### 抜粋テキスト
------------
前回予告した通り、今回は「糖尿病」その名の歴史についてです。そして、その名に関する最近の話題についても紹介しようと思います。

 

紀元前2世紀にカッパドキアのアレテウス医師が書した記録に、「筋肉は溶けるがごとく急速に痩せ、死が急ぎ足でやってくる。(中略)口はカラカラに乾き、からだ全体が干からび、内臓はしなびてしまう。患者は嘔気、不穏な感じ、焼けるような口喝に苦しみ、まもなく息をひきとる。」とあります。

これは糖尿病のことを記した最古の記録とされています。糖尿病といっても、厳密には急性代謝失調というレベルのインスリン欠乏のことを指していると考えられます。当時は原因が分からず、もちろん治療法もありませんので、いわゆる末期のような状態です。アレテウス医師は、この病を『Diabetes』と命名しました。
------------
### データセット

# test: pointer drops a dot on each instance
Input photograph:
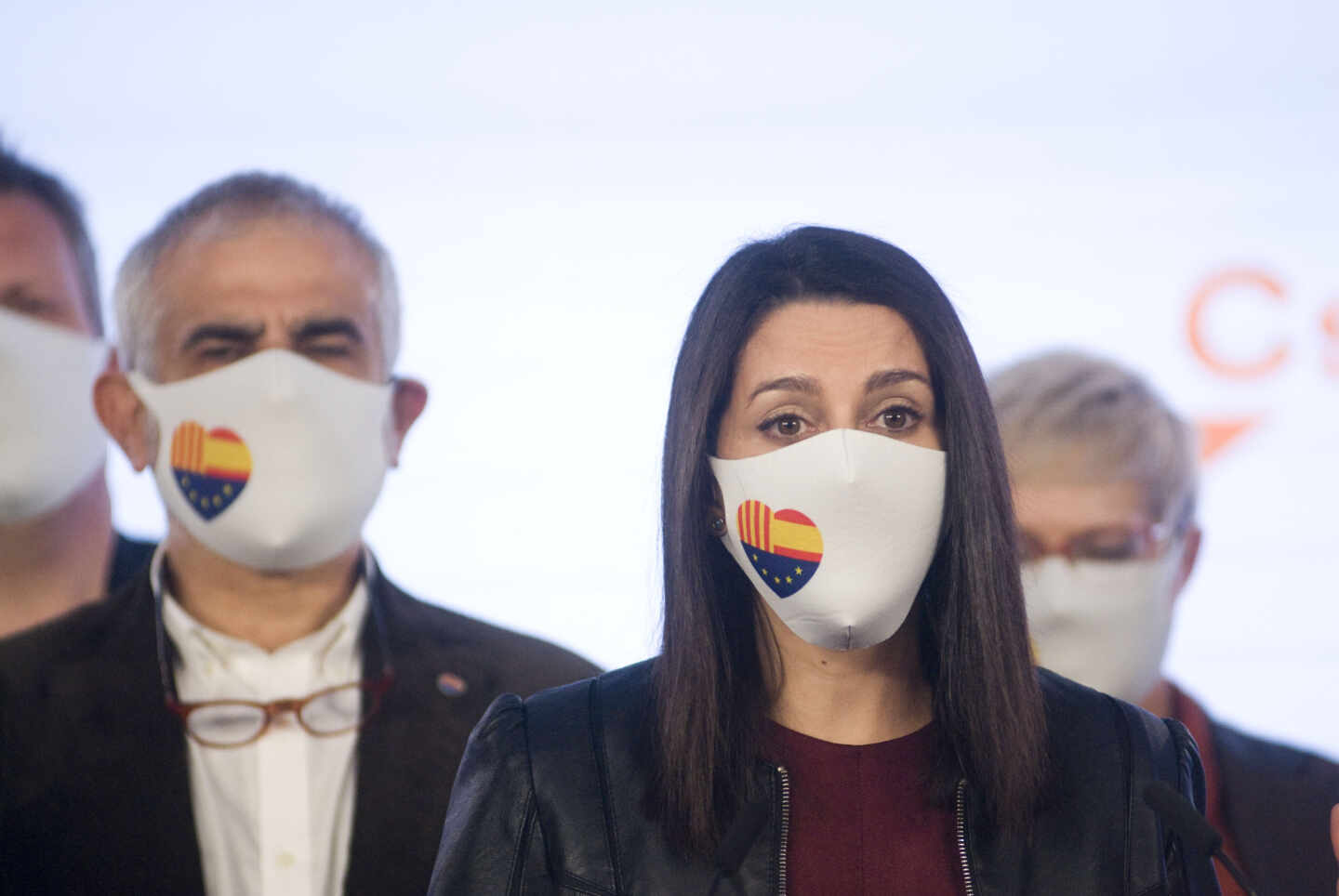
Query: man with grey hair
(260, 710)
(58, 549)
(1105, 483)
------------
### 作業指示
「糖尿病」という名の歴史を扱った文章を、最後の文の直後から書き進めてください。

### 演習解答
元はギリシャ語で「あふれ出す」という意味のサイフォンを、ラテン語にしたのがDiabetesです。
同じ頃、中国で『消渇(しょうかち)』と表された記録があります。

 

18世紀には、イギリスで『Diabetes Mellitus』と名付けられました。Mellitusは「蜂蜜のように甘い」を意味するので、「この病では尿が甘くなる」と言われていたのかもしれません。

 

ここからは日本の話です。10世紀頃にはこの病は知られており、中国と同じく『消渇(しょうかち)』と呼ばれていました。ちなみに記録上、糖尿病をもっていた最初の日本人は藤原道長(966~1027年)です。江戸時代にはオランダ語で「尿が洪水のように出る」を意味する「pisvloed」という病名を翻訳して『尿崩』(西説内科摘要、1792年)と呼ばれていました。明治時代に入ると『蜜尿病』(内科摘要、1872年)が一般的に用いられるようになりました。これは尿崩症(下垂体ホルモンの異常)とは別の病気だと考えられるようになったためと推察されます。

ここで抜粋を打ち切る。